- _SUPPLIED MATERIAL_
================

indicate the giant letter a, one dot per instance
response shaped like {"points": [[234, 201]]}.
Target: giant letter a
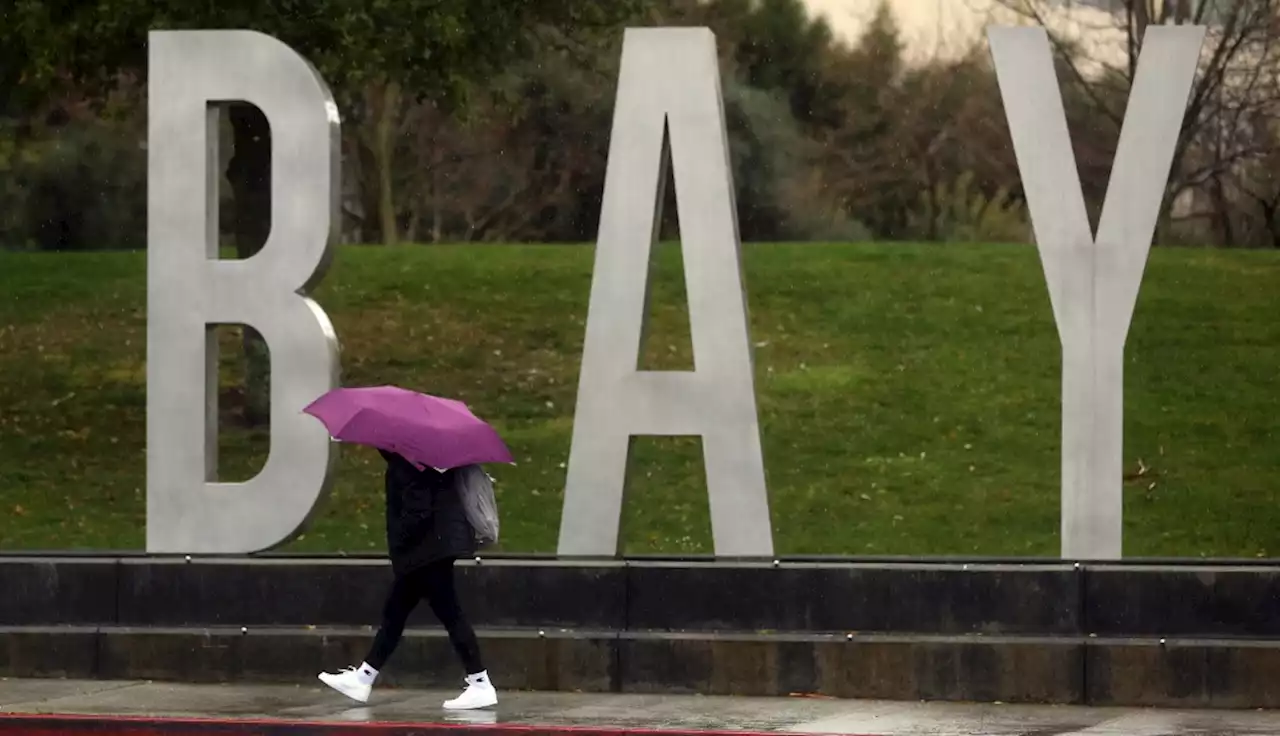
{"points": [[668, 109]]}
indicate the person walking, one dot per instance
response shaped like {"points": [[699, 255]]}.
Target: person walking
{"points": [[426, 531]]}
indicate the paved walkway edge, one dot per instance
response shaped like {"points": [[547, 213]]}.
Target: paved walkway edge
{"points": [[55, 725]]}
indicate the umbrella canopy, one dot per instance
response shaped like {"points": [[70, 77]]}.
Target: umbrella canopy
{"points": [[425, 429]]}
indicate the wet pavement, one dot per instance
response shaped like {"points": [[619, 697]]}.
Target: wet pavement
{"points": [[552, 711]]}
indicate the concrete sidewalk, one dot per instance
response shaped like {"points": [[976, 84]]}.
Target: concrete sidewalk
{"points": [[76, 707]]}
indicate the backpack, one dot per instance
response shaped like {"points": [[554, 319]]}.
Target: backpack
{"points": [[475, 488]]}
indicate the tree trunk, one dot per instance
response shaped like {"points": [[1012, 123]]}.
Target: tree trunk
{"points": [[384, 155], [250, 177]]}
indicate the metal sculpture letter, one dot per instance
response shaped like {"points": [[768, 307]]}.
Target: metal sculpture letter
{"points": [[1093, 282], [668, 86], [190, 289]]}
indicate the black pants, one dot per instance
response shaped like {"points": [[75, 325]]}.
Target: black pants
{"points": [[435, 584]]}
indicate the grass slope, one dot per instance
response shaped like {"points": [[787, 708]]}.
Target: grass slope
{"points": [[909, 396]]}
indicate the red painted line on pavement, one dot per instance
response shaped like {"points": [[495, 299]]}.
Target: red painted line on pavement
{"points": [[77, 725]]}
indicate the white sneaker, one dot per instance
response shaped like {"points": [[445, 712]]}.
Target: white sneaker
{"points": [[350, 682], [479, 694]]}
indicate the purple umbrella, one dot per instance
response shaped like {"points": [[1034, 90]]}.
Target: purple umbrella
{"points": [[424, 429]]}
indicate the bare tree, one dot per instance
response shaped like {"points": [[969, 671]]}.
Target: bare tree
{"points": [[1235, 92]]}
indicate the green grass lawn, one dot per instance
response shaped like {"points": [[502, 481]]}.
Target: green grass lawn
{"points": [[909, 396]]}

================

- _EXERCISE DESCRIPTION_
Scale the lines from the one that has "indicate the purple" through the last line, and write them out again with their requests. Multiply every point coordinate in the answers by 1.95 and round to whole numbers, with halves rounding up; leave the numbers in the requests unchanged.

- _WRITTEN RESPONSE_
indicate the purple umbrella, one dot per instance
response shaped like {"points": [[1034, 90]]}.
Target: purple umbrella
{"points": [[827, 837]]}
indicate the bare tree, one dot per instance
response shaped like {"points": [[969, 671]]}.
Target: bare tree
{"points": [[2408, 179]]}
indicate the green grass lawn, one dot per instance
response shaped like {"points": [[502, 481]]}.
Target: green grass lawn
{"points": [[1773, 772]]}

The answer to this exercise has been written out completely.